┌──

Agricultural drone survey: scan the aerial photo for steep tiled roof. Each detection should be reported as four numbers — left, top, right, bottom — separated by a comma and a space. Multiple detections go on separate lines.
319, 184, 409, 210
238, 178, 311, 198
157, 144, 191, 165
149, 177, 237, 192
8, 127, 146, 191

└──

#### [GIVEN TASK]
Reproduce the material above with "steep tiled roof" swapped for "flat metal roof" and every other word left as it is.

#### [REPLY]
Agricultural drone survey: scan the aerial photo for flat metal roof. Each detection should be reported as four numbers — left, top, right, bottom — separated by a comma and a space. Multiple detections go on separate lines.
319, 184, 409, 210
238, 178, 311, 198
157, 144, 191, 165
149, 177, 237, 192
8, 127, 146, 191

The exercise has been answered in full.